(Problem requirements)
Write out the data below in full. Keep it exact.

(Supplied material)
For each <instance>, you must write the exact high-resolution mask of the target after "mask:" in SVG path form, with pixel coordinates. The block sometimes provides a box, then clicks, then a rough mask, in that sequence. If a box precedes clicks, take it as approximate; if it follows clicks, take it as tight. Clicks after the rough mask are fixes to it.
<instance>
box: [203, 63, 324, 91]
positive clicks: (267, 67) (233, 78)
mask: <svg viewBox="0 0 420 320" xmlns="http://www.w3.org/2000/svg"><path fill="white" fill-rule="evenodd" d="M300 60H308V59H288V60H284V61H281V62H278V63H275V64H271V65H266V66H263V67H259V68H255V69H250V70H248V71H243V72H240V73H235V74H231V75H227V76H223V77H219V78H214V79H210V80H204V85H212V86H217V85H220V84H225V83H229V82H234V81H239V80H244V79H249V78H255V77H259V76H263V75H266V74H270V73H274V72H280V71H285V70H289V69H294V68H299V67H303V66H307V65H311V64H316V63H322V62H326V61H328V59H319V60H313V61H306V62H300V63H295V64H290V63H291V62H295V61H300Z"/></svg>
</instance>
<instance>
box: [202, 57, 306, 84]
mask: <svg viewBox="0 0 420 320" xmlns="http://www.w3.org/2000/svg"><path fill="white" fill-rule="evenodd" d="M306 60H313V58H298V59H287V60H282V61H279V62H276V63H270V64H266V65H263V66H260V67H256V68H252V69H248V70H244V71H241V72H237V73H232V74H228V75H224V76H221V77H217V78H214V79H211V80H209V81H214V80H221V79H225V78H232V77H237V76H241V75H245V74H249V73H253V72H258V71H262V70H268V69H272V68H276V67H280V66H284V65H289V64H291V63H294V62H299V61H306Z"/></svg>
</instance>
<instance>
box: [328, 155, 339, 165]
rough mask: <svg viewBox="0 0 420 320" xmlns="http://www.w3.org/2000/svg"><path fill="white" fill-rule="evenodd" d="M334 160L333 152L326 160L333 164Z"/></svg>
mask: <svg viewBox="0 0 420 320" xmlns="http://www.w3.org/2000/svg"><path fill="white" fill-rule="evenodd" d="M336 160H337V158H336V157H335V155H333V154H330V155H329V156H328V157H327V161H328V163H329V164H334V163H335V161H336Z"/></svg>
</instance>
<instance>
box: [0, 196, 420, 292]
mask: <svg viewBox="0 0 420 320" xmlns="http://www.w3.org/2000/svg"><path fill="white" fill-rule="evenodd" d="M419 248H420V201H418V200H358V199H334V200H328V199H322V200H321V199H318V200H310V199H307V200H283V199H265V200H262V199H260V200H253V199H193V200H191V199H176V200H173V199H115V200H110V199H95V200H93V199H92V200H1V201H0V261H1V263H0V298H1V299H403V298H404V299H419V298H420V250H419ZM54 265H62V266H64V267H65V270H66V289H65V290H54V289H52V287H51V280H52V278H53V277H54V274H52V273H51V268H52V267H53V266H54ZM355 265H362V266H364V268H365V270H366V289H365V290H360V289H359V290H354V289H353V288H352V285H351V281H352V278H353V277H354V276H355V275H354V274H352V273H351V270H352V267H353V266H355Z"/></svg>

(Exercise response)
For each <instance>, you must write the exact high-resolution mask of the target after "mask:" in SVG path form, with pixel coordinates. The block sometimes provides a box, then clicks, then a rough mask, in that sequence. If a box precedes clicks, take it as approximate; if it follows clicks, take it as tight. Clicks after the rough mask are fixes to it.
<instance>
box: [203, 63, 324, 91]
positive clicks: (267, 67) (233, 78)
mask: <svg viewBox="0 0 420 320" xmlns="http://www.w3.org/2000/svg"><path fill="white" fill-rule="evenodd" d="M300 60H308V59H288V60H284V61H281V62H278V63H275V64H271V65H266V66H263V67H259V68H255V69H250V70H248V71H243V72H240V73H235V74H231V75H227V76H223V77H219V78H214V79H210V80H204V85H212V86H217V85H220V84H225V83H229V82H234V81H239V80H244V79H249V78H255V77H259V76H263V75H266V74H270V73H274V72H280V71H285V70H289V69H294V68H299V67H303V66H307V65H311V64H316V63H322V62H326V61H328V59H319V60H313V61H306V62H300V63H295V64H290V63H291V62H295V61H300Z"/></svg>
</instance>
<instance>
box: [202, 57, 306, 84]
mask: <svg viewBox="0 0 420 320" xmlns="http://www.w3.org/2000/svg"><path fill="white" fill-rule="evenodd" d="M306 60H313V58H298V59H287V60H282V61H279V62H276V63H270V64H266V65H263V66H260V67H256V68H252V69H248V70H244V71H241V72H237V73H232V74H228V75H224V76H221V77H217V78H214V79H211V80H209V81H214V80H221V79H225V78H232V77H237V76H241V75H245V74H249V73H253V72H258V71H262V70H268V69H272V68H276V67H280V66H284V65H289V64H291V63H294V62H299V61H306Z"/></svg>
</instance>
<instance>
box: [328, 155, 339, 165]
rough mask: <svg viewBox="0 0 420 320" xmlns="http://www.w3.org/2000/svg"><path fill="white" fill-rule="evenodd" d="M334 160L333 152L326 160L333 164Z"/></svg>
mask: <svg viewBox="0 0 420 320" xmlns="http://www.w3.org/2000/svg"><path fill="white" fill-rule="evenodd" d="M336 160H337V158H336V157H335V155H333V154H330V155H329V156H328V157H327V161H328V163H329V164H334V163H335V161H336Z"/></svg>
</instance>
<instance>
box: [0, 196, 420, 292]
mask: <svg viewBox="0 0 420 320" xmlns="http://www.w3.org/2000/svg"><path fill="white" fill-rule="evenodd" d="M419 248H420V201H418V200H358V199H334V200H328V199H322V200H321V199H318V200H310V199H307V200H283V199H265V200H262V199H260V200H253V199H193V200H191V199H176V200H173V199H115V200H110V199H95V200H93V199H92V200H1V201H0V261H1V263H0V298H1V299H403V298H404V299H419V298H420V250H419ZM54 265H62V266H64V267H65V270H66V289H65V290H54V289H52V287H51V280H52V278H53V277H54V274H52V273H51V268H52V267H53V266H54ZM355 265H362V266H364V268H365V270H366V289H365V290H360V289H359V290H354V289H353V288H352V285H351V281H352V278H353V277H354V276H355V275H354V274H352V273H351V270H352V267H353V266H355Z"/></svg>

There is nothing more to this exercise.